→ **Problem details**
For every record here, output an exact copy.

[Stored data entries]

+ + +

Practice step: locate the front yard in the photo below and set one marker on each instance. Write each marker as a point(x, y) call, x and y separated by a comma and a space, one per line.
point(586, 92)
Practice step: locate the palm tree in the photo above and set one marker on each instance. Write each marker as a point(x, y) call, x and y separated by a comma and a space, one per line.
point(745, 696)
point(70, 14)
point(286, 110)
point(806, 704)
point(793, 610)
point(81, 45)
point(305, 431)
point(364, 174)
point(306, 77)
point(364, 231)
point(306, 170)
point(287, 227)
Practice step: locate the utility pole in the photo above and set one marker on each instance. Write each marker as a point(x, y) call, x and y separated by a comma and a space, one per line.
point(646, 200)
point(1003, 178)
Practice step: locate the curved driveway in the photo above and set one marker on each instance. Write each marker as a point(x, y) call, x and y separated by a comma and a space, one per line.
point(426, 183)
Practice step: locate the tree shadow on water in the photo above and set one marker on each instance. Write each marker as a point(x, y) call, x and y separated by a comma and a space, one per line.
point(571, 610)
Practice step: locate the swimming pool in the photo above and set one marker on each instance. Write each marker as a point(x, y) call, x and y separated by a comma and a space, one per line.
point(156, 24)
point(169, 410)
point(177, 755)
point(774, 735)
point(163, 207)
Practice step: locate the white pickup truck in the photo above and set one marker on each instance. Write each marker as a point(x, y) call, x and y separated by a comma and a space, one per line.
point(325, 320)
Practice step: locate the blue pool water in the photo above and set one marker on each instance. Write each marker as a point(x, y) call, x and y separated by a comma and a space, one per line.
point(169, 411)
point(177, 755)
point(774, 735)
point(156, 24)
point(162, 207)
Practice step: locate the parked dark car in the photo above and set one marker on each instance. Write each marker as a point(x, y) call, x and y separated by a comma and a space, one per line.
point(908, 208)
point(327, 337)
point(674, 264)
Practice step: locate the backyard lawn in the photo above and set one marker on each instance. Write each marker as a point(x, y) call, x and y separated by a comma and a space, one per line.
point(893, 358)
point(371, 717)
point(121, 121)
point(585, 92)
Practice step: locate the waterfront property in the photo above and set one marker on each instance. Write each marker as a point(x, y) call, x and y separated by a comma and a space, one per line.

+ + +

→ **Written response**
Practice step: locate the front yard in the photo below and set one marker on each instance. Write each marker as a point(x, y) call, x and y separated by a comma and a space, one per line.
point(586, 92)
Practice step: locate the palm tree in the photo above and set one marker on each instance. Write each marker as a point(x, y) call, x and y separated by a comma and a space, one per line.
point(745, 696)
point(70, 14)
point(286, 110)
point(806, 704)
point(793, 610)
point(81, 45)
point(305, 431)
point(364, 174)
point(306, 77)
point(364, 231)
point(306, 170)
point(287, 227)
Practice step: locate the utility pole in the photo above and set one marker on each instance. Write each marker as a point(x, y) call, x and y separated by a comma and a space, one per line.
point(646, 200)
point(1003, 178)
Practice step: locate the curved driveway in the photo above and set one marker on each instance. Write each marker as a point(x, y) call, x and y separated by a comma and a space, one per line.
point(426, 183)
Practice step: locate the tree shadow on water in the photo above and set one marker on each instance. Write each marker as a point(x, y) call, x and y separated by a comma and a space, one per line.
point(571, 610)
Practice step: locate the swimming pool in the photo above and set one marker on each instance. Write each marker as a point(x, y) call, x and y separated by a comma and a space, one per line.
point(156, 24)
point(169, 410)
point(177, 755)
point(774, 735)
point(163, 207)
Practice step: locate the white pickup truck in the photo above and set one marker on each instance. Write each marker as a point(x, y) call, x and y separated by a comma and a space, one per line.
point(325, 320)
Practice step: locate the blue pool water in the photo above and set one marker on each instance. Write each marker as a point(x, y) call, x and y separated by a comma and a space, one per line.
point(169, 411)
point(177, 755)
point(774, 735)
point(156, 24)
point(162, 207)
Practice step: locate the parked dark car in the photo above and set one marker on each instance. Write each marker as a point(x, y) call, x and y separated by a comma and a space, one per line.
point(908, 208)
point(327, 337)
point(674, 264)
Practice step: locate the backyard lawn in the photo above and set one marker on each instance. Write each marker as a point(x, y) call, x and y separated by a comma and a space, one per line.
point(893, 358)
point(371, 717)
point(121, 121)
point(585, 92)
Practice step: locate the waterfront property in the photo above and set one marker on each instance. Write each marker as a point(x, y) call, x and y separated by a comma and a space, one per line.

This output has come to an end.